* **WHAT THE TASK REQUIRES**
Only the text belongs in the copy. Transcribe the data exactly and drop any pictures.

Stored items
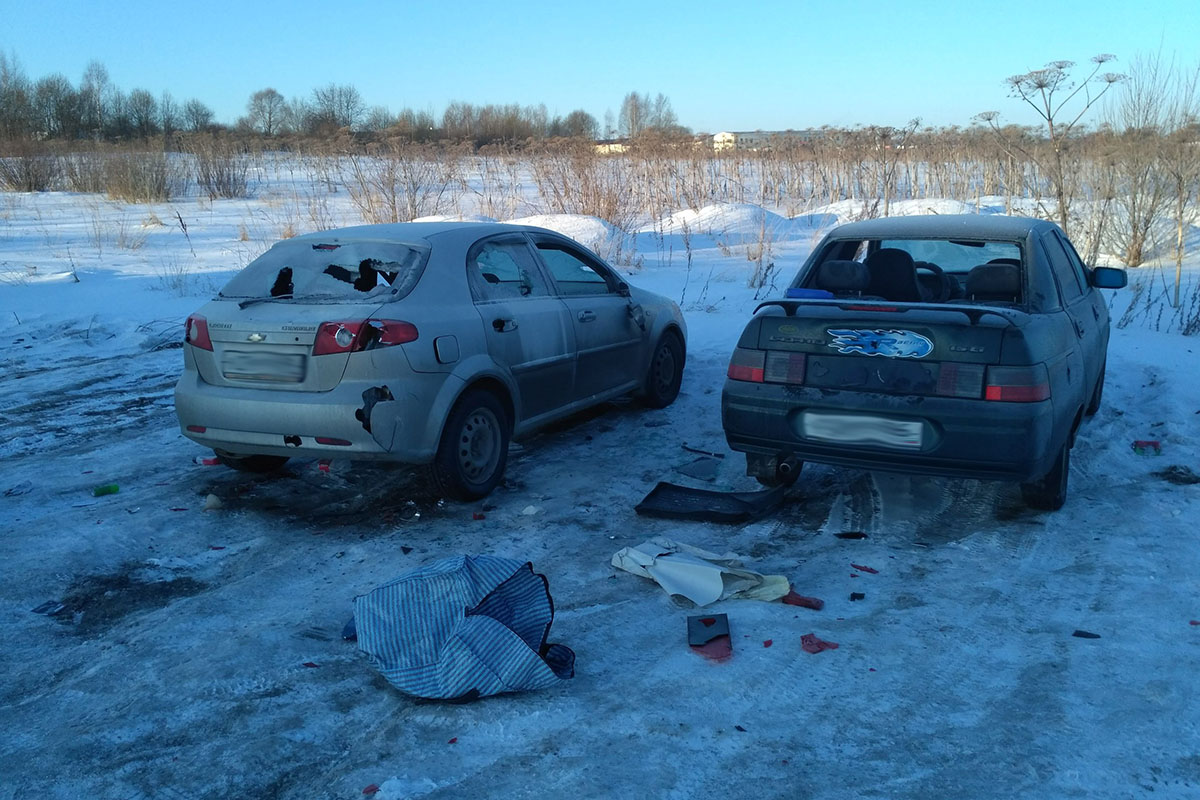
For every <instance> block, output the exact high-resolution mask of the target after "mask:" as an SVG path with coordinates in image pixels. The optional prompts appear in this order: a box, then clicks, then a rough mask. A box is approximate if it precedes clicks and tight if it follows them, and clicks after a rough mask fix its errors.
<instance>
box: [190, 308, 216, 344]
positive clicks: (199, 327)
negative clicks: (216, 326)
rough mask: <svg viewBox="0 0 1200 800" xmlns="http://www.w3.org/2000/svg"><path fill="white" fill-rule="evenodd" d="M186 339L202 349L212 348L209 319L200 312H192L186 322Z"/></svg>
mask: <svg viewBox="0 0 1200 800" xmlns="http://www.w3.org/2000/svg"><path fill="white" fill-rule="evenodd" d="M184 341H185V342H187V343H188V344H191V345H192V347H198V348H200V349H202V350H211V349H212V339H210V338H209V320H206V319H204V318H203V317H200V315H199V314H192V315H191V317H188V318H187V321H186V323H184Z"/></svg>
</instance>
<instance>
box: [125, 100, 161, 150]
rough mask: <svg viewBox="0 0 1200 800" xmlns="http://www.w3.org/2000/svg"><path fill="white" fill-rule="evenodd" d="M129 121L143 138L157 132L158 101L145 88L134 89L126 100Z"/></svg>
mask: <svg viewBox="0 0 1200 800" xmlns="http://www.w3.org/2000/svg"><path fill="white" fill-rule="evenodd" d="M128 114H130V122H131V124H132V126H133V132H134V133H136V134H137V136H139V137H142V138H143V139H145V138H149V137H151V136H154V134H155V133H157V132H158V103H157V102H155V98H154V95H151V94H150V92H148V91H146V90H145V89H134V90H133V91H131V92H130V100H128Z"/></svg>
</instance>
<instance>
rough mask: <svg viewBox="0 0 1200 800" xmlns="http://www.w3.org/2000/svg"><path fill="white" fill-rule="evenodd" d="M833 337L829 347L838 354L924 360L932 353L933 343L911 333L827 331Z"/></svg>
mask: <svg viewBox="0 0 1200 800" xmlns="http://www.w3.org/2000/svg"><path fill="white" fill-rule="evenodd" d="M826 332H827V333H829V336H832V337H833V342H830V343H829V347H832V348H834V349H835V350H838V353H860V354H863V355H881V356H883V357H884V359H924V357H925V356H926V355H929V354H930V353H932V351H934V343H932V342H930V341H929V339H928V338H925V337H924V336H922V335H920V333H913V332H912V331H869V330H851V329H833V327H830V329H828V330H827V331H826Z"/></svg>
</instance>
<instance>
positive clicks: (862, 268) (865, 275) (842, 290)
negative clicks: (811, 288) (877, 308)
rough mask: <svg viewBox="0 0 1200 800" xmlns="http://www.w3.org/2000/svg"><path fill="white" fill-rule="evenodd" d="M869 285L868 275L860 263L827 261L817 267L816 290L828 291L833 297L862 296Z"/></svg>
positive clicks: (844, 260)
mask: <svg viewBox="0 0 1200 800" xmlns="http://www.w3.org/2000/svg"><path fill="white" fill-rule="evenodd" d="M868 283H870V273H869V272H868V271H866V265H865V264H863V263H862V261H846V260H839V259H834V260H829V261H826V263H824V264H822V265H821V266H820V267H817V281H816V287H815V288H817V289H824V290H826V291H830V293H833V294H834V296H841V297H845V296H862V294H863V291H864V290H865V289H866V284H868Z"/></svg>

* **RESULT BELOW**
For every <instance> block, output the exact high-resolution mask of the target after "mask:" as an SVG path with coordinates in image pixels. The optional prompts appear in this order: a box, then clicks, then a rough mask. A box is approximate if it precedes clicks and tight if it follows them, and clicks after a rough mask fix its errors.
<instance>
box: [190, 308, 216, 344]
positive clicks: (199, 327)
negative clicks: (216, 326)
rough mask: <svg viewBox="0 0 1200 800" xmlns="http://www.w3.org/2000/svg"><path fill="white" fill-rule="evenodd" d="M186 339L202 349L212 348L209 319L200 312H192L186 322Z"/></svg>
mask: <svg viewBox="0 0 1200 800" xmlns="http://www.w3.org/2000/svg"><path fill="white" fill-rule="evenodd" d="M184 341H185V342H187V343H188V344H191V345H192V347H198V348H200V349H202V350H211V349H212V339H210V338H209V320H206V319H204V318H203V317H200V315H199V314H192V315H191V317H188V318H187V321H186V323H184Z"/></svg>
</instance>
<instance>
box: [125, 100, 161, 150]
rough mask: <svg viewBox="0 0 1200 800" xmlns="http://www.w3.org/2000/svg"><path fill="white" fill-rule="evenodd" d="M129 121L143 138L157 132L158 101L145 88L134 89L126 100Z"/></svg>
mask: <svg viewBox="0 0 1200 800" xmlns="http://www.w3.org/2000/svg"><path fill="white" fill-rule="evenodd" d="M128 114H130V122H131V124H132V126H133V132H134V133H136V134H137V136H139V137H142V138H143V139H145V138H149V137H151V136H154V134H155V133H157V132H158V103H157V102H155V98H154V95H151V94H150V92H148V91H146V90H145V89H134V90H133V91H131V92H130V100H128Z"/></svg>
</instance>
<instance>
rough mask: <svg viewBox="0 0 1200 800" xmlns="http://www.w3.org/2000/svg"><path fill="white" fill-rule="evenodd" d="M833 337L829 347L838 354L924 360L932 353L933 343L911 333L827 331Z"/></svg>
mask: <svg viewBox="0 0 1200 800" xmlns="http://www.w3.org/2000/svg"><path fill="white" fill-rule="evenodd" d="M826 332H827V333H829V336H832V337H833V342H830V343H829V347H832V348H834V349H835V350H838V353H860V354H863V355H881V356H883V357H884V359H924V357H925V356H926V355H929V354H930V353H932V351H934V343H932V342H930V341H929V339H928V338H925V337H924V336H922V335H920V333H913V332H912V331H869V330H851V329H833V327H830V329H828V330H827V331H826Z"/></svg>
</instance>
<instance>
positive clicks: (862, 268) (865, 275) (842, 290)
negative clicks: (811, 288) (877, 308)
rough mask: <svg viewBox="0 0 1200 800" xmlns="http://www.w3.org/2000/svg"><path fill="white" fill-rule="evenodd" d="M869 285L868 275L860 263L827 261L817 267L816 290L828 291L833 297L862 296Z"/></svg>
positive clicks: (844, 260)
mask: <svg viewBox="0 0 1200 800" xmlns="http://www.w3.org/2000/svg"><path fill="white" fill-rule="evenodd" d="M868 283H870V273H869V272H868V271H866V265H865V264H863V263H862V261H846V260H839V259H834V260H829V261H826V263H824V264H822V265H821V266H820V267H817V281H816V287H815V288H817V289H824V290H826V291H830V293H833V294H834V296H841V297H845V296H862V294H863V291H864V290H865V289H866V284H868Z"/></svg>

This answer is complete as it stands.